30 January 1999 | stryker-5
"Old Soldiers Never Die - The Young Ones Wish They Would!"
Richard Attenborough's directorial debut translates Joan Plowright's theatre concept onto celluloid. "Oh What A Lovely War" tells the story of World War One through the popular songs of the time, some of them sarcastically re-worded by the soldiers at the Front. Made in 1969, the film rides the wave of contemporary 'make love not war' sentiment, and uses humour and avant-garde zaniness to avoid seeming portentous. Brighton Pier represents the First World War, with the British public entering at the turnstiles, and General Haig selling tickets. The Smith family stands for the nation, and the film follows several young Smith men through their experiences in the trenches, most notably Freddy (Malcolm McFee), Harry (Colin Farrell) and George (Maurice Roeves).
The opening sequence, set in a wrought-iron Nowhere, tries to explain the diplomatic chicanery which (allegedly) caused the Great War. This passage is dull, unnatural, garbled and much too long. It does not harmonise with the rest of the story, and the film would have been better without it. Of the cavalcade of ageing English thespians which populates this sequence, only Jack Hawkins as the profoundly melancholic Austrian emperor is at all memorable.

(Information shown)
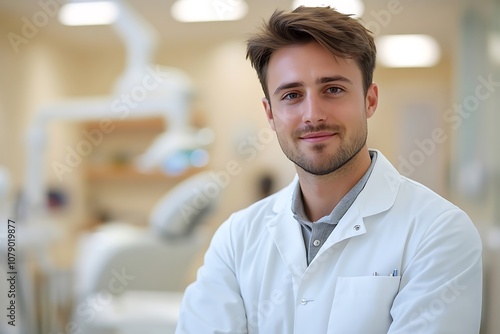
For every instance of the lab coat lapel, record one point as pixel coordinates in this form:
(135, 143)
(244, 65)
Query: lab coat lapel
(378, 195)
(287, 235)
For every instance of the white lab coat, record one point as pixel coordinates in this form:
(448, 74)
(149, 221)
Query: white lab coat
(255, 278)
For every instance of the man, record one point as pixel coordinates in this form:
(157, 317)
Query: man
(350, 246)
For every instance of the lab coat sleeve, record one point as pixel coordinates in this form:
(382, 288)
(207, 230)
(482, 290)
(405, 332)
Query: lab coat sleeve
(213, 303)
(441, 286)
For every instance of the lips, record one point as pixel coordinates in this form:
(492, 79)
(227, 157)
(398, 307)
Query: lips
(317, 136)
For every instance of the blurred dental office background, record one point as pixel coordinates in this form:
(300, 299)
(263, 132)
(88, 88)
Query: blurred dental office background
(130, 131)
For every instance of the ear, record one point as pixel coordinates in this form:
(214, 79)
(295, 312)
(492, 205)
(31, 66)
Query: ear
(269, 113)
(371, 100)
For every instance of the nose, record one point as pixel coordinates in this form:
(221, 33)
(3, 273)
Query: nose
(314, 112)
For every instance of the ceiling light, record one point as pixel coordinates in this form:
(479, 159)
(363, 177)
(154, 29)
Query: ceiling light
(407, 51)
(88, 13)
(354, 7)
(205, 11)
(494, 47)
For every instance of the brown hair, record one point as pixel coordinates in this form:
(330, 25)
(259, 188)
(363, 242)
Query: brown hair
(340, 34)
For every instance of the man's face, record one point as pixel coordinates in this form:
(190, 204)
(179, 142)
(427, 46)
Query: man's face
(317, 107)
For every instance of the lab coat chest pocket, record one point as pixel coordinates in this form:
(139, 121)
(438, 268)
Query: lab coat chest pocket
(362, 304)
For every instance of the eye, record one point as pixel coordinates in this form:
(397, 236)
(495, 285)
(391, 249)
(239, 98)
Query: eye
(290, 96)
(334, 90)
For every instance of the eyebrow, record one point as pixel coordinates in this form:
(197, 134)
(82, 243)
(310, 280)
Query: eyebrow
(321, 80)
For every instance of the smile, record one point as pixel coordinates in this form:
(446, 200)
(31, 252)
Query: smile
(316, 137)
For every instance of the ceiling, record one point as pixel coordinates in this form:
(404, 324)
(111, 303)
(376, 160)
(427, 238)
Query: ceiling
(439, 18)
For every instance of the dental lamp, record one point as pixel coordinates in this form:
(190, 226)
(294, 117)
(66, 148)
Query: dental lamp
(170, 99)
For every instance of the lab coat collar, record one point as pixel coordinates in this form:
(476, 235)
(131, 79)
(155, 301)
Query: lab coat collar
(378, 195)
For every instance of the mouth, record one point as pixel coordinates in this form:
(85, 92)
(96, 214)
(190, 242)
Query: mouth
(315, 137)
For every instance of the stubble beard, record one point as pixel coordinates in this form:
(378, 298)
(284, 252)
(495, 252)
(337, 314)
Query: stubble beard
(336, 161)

--

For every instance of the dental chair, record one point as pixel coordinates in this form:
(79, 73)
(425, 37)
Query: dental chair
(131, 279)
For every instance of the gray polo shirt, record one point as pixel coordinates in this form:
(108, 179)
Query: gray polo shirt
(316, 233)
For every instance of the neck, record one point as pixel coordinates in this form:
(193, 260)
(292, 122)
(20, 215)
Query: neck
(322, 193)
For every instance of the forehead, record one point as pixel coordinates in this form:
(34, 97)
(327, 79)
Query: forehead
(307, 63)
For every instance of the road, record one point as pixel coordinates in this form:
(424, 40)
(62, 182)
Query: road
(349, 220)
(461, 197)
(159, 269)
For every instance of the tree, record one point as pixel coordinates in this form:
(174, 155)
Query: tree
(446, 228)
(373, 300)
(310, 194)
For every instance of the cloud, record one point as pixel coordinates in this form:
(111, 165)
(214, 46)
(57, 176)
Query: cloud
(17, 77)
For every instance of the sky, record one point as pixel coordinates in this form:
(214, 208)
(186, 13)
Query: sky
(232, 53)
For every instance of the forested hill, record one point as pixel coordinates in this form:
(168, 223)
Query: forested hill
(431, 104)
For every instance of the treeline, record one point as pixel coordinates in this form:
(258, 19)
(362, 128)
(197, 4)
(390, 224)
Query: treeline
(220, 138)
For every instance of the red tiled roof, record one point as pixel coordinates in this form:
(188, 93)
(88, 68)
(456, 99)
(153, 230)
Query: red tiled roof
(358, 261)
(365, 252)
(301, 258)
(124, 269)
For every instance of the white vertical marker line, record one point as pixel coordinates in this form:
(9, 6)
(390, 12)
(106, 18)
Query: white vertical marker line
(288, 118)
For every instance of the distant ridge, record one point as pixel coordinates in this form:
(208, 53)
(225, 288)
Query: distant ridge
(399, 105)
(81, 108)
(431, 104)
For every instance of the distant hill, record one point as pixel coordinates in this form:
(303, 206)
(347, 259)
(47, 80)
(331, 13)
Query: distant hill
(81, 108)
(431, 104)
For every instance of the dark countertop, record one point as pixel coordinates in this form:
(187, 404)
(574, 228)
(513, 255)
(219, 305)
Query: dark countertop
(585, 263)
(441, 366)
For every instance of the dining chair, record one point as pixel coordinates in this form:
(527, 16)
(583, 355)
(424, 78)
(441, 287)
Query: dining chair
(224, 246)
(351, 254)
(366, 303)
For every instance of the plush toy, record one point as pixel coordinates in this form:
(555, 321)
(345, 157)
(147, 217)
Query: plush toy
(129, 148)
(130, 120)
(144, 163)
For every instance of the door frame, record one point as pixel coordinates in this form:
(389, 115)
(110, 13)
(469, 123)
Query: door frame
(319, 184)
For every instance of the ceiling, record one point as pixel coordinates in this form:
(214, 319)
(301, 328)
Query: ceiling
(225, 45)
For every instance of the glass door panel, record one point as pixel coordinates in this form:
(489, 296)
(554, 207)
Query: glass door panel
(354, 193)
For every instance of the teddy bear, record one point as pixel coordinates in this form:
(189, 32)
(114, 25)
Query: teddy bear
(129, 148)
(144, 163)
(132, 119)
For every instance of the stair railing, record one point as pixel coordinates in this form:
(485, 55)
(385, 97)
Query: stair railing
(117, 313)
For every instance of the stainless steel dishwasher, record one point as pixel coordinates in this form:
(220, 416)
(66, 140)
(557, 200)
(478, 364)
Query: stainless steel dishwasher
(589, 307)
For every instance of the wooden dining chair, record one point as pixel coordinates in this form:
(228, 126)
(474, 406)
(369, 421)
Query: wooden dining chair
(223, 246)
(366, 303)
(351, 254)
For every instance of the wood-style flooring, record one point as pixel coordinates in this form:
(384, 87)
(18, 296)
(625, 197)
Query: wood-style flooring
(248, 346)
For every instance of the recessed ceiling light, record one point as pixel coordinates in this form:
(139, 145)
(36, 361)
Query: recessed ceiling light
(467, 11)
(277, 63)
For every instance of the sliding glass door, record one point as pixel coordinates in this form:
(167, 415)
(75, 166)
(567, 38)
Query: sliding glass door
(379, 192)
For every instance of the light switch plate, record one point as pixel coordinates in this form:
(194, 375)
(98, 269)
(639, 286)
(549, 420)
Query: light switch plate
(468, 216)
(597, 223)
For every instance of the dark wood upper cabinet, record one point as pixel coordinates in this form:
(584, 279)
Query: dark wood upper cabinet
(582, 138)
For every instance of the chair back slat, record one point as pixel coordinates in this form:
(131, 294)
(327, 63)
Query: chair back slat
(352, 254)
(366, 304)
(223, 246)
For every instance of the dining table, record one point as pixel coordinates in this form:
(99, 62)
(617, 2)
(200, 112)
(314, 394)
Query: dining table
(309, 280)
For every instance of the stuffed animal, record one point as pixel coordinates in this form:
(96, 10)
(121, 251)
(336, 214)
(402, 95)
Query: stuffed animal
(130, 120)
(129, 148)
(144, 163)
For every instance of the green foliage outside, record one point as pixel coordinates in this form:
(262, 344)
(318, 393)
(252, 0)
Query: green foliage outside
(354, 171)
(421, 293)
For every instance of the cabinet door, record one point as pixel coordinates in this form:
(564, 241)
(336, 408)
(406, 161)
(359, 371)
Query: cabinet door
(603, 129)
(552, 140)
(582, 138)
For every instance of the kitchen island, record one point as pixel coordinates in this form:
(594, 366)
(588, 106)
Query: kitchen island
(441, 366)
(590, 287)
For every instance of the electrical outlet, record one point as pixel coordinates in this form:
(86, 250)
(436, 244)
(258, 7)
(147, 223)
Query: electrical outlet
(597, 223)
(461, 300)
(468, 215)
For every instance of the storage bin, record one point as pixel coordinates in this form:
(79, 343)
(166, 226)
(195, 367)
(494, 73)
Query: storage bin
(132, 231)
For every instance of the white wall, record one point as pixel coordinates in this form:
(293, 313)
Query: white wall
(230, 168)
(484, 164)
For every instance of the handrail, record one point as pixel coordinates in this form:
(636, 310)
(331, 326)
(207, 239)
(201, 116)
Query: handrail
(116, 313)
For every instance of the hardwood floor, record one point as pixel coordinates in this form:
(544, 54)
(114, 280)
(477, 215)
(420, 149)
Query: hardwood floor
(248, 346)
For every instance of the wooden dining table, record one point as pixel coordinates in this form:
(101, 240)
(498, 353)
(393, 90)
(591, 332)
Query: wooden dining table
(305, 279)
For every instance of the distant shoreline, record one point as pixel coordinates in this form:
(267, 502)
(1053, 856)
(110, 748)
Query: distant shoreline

...

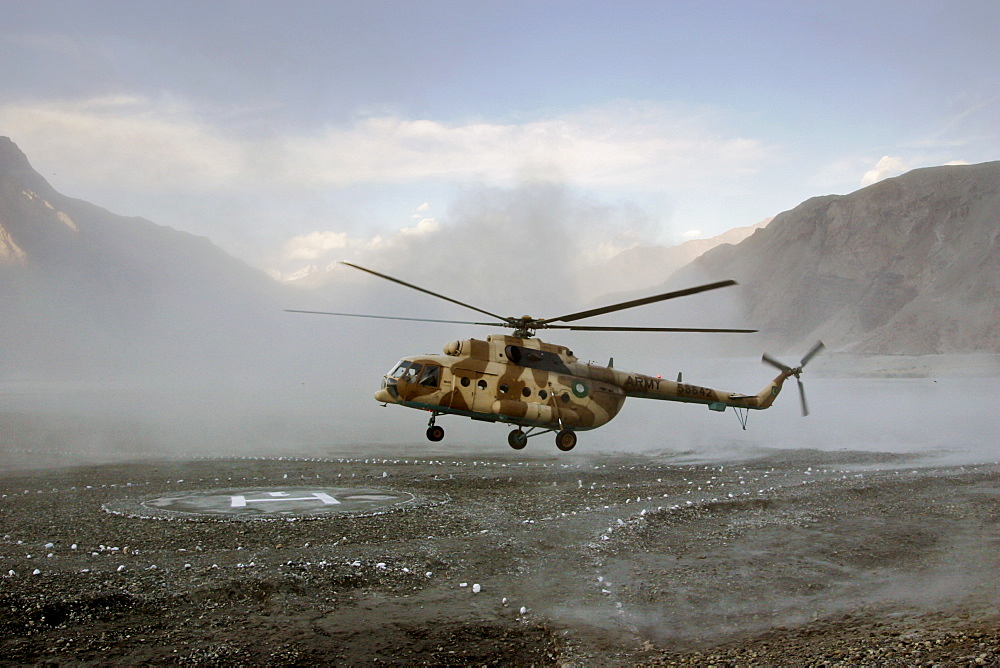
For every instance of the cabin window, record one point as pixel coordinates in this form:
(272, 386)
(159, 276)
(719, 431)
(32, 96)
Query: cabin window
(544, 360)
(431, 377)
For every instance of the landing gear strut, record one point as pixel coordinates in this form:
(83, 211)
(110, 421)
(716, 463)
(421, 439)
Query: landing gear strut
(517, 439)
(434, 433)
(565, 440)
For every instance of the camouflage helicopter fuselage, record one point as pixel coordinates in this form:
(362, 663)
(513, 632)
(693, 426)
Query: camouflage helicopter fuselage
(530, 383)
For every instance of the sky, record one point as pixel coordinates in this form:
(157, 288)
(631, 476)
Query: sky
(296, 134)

(Task description) Rewrite the part of the film review starting with "The opening sequence, set" and going on through "at all memorable.", putting "political scheming" in place of "diplomatic chicanery".

(Answer to this exercise)
The opening sequence, set in a wrought-iron Nowhere, tries to explain the political scheming which (allegedly) caused the Great War. This passage is dull, unnatural, garbled and much too long. It does not harmonise with the rest of the story, and the film would have been better without it. Of the cavalcade of ageing English thespians which populates this sequence, only Jack Hawkins as the profoundly melancholic Austrian emperor is at all memorable.